Segmentation dataset records
= = =

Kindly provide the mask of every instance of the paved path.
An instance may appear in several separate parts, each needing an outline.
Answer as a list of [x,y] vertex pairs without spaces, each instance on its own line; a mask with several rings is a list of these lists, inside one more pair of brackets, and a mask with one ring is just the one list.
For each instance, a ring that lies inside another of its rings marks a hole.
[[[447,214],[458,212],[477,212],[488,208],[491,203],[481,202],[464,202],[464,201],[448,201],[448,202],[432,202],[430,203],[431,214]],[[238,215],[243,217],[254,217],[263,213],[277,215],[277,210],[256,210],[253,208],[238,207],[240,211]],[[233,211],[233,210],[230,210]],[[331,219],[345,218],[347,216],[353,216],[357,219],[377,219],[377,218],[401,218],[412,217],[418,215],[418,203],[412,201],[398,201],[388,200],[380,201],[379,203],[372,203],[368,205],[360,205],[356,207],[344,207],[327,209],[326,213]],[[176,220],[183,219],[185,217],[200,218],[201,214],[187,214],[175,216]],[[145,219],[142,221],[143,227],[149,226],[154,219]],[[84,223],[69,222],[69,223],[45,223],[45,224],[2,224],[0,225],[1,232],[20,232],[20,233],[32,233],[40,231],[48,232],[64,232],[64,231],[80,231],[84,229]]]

= = =

Your task -
Reproduce every one of the entries above verbatim, without any alteration.

Result for this task -
Kindly provide the mask of every instance of the paved path.
An instance may appear in several separate parts, each needing an outline.
Answer as a list of [x,y] vertex pairs without spaces, each instance on its own line; a mask with several rings is a list of these lists, inside one more pair of brackets, and a mask with one ring is just the one list.
For each instance, a ring that lies inside another of its rings marks a hole.
[[[447,214],[458,212],[477,212],[488,208],[491,203],[481,202],[464,202],[464,201],[448,201],[448,202],[432,202],[430,203],[431,214]],[[238,215],[243,217],[254,217],[263,213],[277,215],[277,210],[256,210],[253,208],[238,207],[240,211]],[[233,211],[233,210],[230,210]],[[331,219],[345,218],[347,216],[353,216],[357,219],[377,219],[377,218],[401,218],[412,217],[418,215],[418,203],[412,201],[398,201],[388,200],[380,201],[379,203],[372,203],[368,205],[360,205],[356,207],[344,207],[327,209],[326,213]],[[176,220],[183,219],[185,217],[200,218],[201,214],[187,214],[175,216]],[[145,219],[142,221],[143,227],[149,226],[154,219]],[[84,223],[69,222],[69,223],[45,223],[45,224],[2,224],[0,225],[1,232],[20,232],[20,233],[32,233],[40,231],[48,232],[64,232],[64,231],[80,231],[84,229]]]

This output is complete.